*Opdracht a*
Vertaal de zin "Aan allen die nu zijn en hierna wezen zullen, Onze Groet." uit het koninklijk besluit hieronder in het Engels.

OPGEHEVEN : Koninklijk besluit tot vaststelling van de
regelen en de voorwaarden voor de berekening van het aantal betrekkingen in
sommige ambten van het opvoedend hulppersoneel en van het administratief
personeel van de inrichtingen voor secundair onderwijs en voor het hoger
onderwijs, met uitzondering van het universitair onderwijs.
goedkeuringsdatum
15 APRIL 1977
publicatiedatum
B.S.19/05/1977
datum laatste wijziging
13/02/2017
(voetnoot 2)
(voetnoot 3)
(voetnoot 4)
COORDINATIE
K.B.
14-12-1978 - B.S. 17-5-1979
K.B. nr. 61, 20-7-1982
- B.S. 29-7-1982
K.B. nr. 78, 21-7-1982 - B.S.
29-7-1982
K.B. nr. 152, 30-12-1982 - B.S.
15-1-1983
K.B. 13-3-1985 - B.S.
16-5-1985
K.B. nr. 449, 20-8-1986 - B.S.
30-8-1986
K.B. nr. 458, 10-9-1986 - B.S.
30-9-1986
B.Vl.R. 31-7-1990 - B.S.
1-9-1990
Decr. 15-12-1993 - B.S.
1-3-1994
Decr. 13-7-1994 - B.S. 31-8-1994
B.Vl.R.
9-5-1996 - B.S. 25-7-1996
Opgeheven door Decr. 23-12-2016 - B.S. 13-2-2017
BOUDEWIJN, Koning der Belgen,
Aan allen die nu zijn en hierna wezen zullen, Onze Groet.

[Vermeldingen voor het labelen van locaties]
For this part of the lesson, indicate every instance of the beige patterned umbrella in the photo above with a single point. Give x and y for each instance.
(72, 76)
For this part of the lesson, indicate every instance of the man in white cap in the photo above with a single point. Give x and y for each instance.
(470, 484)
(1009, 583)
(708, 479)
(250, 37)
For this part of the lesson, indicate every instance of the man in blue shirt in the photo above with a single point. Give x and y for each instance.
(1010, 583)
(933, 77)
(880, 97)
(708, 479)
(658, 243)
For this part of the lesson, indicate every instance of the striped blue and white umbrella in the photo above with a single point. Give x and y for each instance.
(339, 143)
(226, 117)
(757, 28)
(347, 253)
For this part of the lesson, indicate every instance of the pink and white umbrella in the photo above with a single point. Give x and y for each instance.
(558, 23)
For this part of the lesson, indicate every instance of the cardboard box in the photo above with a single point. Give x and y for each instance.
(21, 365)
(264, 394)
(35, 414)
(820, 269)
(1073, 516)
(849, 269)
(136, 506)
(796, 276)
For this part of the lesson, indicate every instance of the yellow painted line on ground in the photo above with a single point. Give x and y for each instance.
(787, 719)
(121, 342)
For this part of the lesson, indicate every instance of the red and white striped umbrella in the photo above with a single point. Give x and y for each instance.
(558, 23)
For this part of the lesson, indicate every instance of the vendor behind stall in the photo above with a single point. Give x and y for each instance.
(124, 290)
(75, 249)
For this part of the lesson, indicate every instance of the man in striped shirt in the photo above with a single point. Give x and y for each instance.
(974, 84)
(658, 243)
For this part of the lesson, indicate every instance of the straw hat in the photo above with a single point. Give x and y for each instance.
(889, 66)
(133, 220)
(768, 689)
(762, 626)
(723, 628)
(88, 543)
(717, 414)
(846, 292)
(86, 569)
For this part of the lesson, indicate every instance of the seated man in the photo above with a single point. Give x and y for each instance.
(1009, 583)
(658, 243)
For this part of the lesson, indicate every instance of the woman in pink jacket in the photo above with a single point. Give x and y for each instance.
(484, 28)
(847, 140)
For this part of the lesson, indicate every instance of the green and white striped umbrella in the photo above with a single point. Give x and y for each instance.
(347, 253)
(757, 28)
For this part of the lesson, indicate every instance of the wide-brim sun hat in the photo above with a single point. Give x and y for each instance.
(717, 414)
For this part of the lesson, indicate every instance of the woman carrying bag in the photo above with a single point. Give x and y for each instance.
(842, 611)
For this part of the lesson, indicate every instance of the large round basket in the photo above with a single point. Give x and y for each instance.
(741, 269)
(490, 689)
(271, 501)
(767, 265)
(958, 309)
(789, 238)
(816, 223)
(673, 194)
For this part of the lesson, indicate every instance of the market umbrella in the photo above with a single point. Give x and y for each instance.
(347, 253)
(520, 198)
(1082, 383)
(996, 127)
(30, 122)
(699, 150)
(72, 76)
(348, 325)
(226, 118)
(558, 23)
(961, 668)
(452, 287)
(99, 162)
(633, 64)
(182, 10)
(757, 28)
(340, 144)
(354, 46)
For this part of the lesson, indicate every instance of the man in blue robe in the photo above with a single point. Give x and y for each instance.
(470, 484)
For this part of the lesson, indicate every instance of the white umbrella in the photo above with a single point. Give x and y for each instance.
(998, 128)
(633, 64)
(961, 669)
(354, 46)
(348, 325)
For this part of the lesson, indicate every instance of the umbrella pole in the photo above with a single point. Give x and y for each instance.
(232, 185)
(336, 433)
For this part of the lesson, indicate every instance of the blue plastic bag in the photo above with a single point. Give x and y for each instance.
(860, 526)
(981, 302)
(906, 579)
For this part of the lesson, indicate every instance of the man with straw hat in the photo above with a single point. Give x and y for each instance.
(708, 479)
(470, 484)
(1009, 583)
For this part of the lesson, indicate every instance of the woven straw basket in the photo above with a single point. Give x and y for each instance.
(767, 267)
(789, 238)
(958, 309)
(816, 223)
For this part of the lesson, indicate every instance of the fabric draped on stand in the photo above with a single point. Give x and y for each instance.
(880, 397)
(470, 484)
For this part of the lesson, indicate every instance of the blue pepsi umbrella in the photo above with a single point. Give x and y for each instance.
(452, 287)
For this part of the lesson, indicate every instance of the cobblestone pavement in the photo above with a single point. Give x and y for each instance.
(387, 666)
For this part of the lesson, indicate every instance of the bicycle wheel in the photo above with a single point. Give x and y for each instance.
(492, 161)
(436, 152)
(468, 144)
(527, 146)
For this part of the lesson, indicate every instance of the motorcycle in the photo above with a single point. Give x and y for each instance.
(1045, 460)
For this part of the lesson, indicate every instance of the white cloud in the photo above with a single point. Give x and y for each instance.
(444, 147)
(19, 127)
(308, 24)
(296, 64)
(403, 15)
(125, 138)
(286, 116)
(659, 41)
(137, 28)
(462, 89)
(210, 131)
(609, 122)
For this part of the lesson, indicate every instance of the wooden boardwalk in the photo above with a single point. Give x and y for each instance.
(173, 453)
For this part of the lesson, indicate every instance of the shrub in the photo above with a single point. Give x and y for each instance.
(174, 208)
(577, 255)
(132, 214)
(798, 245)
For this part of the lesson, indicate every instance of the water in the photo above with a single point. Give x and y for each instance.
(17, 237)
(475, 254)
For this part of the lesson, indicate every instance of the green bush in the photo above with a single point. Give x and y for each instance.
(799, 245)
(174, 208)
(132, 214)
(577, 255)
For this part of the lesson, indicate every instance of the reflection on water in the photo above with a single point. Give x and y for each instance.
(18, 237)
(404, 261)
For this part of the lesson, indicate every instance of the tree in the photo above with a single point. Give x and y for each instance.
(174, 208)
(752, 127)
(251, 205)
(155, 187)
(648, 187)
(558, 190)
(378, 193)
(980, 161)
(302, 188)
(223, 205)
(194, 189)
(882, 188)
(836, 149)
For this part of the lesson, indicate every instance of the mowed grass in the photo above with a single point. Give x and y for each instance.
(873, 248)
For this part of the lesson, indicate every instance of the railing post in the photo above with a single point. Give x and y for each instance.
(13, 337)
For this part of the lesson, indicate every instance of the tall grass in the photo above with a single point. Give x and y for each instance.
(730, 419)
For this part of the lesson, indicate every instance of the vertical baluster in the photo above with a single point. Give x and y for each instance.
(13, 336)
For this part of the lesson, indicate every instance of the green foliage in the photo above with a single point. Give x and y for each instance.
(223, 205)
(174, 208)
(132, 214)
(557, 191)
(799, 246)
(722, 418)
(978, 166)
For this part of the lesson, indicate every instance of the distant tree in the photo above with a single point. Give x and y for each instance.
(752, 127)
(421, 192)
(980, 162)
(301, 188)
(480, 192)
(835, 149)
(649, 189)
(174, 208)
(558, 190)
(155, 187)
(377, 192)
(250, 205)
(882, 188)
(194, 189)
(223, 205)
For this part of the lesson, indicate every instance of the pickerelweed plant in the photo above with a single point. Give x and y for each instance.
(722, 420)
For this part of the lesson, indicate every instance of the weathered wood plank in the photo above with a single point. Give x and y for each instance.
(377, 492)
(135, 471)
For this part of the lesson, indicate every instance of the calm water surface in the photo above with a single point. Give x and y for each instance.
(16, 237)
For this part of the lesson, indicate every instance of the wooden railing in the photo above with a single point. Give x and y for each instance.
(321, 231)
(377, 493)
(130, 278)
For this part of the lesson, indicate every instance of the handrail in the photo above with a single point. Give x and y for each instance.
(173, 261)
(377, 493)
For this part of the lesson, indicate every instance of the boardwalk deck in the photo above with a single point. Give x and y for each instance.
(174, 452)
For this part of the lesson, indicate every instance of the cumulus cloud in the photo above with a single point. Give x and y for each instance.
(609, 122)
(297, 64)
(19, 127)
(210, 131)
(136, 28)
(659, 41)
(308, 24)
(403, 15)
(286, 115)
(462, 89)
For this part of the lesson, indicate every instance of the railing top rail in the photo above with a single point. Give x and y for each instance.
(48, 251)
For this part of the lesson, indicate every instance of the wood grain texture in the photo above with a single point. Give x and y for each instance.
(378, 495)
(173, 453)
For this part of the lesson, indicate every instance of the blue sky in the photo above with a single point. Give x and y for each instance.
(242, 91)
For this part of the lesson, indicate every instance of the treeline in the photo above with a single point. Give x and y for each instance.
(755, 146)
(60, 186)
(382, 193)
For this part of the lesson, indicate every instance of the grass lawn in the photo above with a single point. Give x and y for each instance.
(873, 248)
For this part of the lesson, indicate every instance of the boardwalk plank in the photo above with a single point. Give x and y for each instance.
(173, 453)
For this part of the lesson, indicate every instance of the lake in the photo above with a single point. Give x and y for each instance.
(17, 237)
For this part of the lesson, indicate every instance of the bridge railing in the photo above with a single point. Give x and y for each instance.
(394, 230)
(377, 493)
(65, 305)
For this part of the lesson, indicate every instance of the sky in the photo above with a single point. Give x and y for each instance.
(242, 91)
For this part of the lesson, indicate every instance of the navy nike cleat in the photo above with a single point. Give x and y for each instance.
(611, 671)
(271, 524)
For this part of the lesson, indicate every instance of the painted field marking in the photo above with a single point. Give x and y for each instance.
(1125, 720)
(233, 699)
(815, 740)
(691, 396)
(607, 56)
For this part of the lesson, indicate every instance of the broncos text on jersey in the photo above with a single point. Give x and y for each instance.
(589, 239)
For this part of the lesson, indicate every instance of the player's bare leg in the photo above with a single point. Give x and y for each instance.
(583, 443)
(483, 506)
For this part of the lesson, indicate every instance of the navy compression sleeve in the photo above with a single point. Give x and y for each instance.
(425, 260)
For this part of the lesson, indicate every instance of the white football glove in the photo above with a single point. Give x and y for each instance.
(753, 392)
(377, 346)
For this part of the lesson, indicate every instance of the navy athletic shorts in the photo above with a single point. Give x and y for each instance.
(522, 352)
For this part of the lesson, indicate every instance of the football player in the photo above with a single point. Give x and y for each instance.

*Opdracht b*
Geef alle regels uit de vermeldingen hierboven terug waarin het woord "player" voorkomt.

*Antwoord a*
To all who are now and who shall be hereafter, Our Greeting.

*Antwoord b*
For this part of the lesson, indicate every instance of the player's bare leg in the photo above with a single point. Give x and y for each instance.
For this part of the lesson, indicate every instance of the football player in the photo above with a single point. Give x and y for each instance.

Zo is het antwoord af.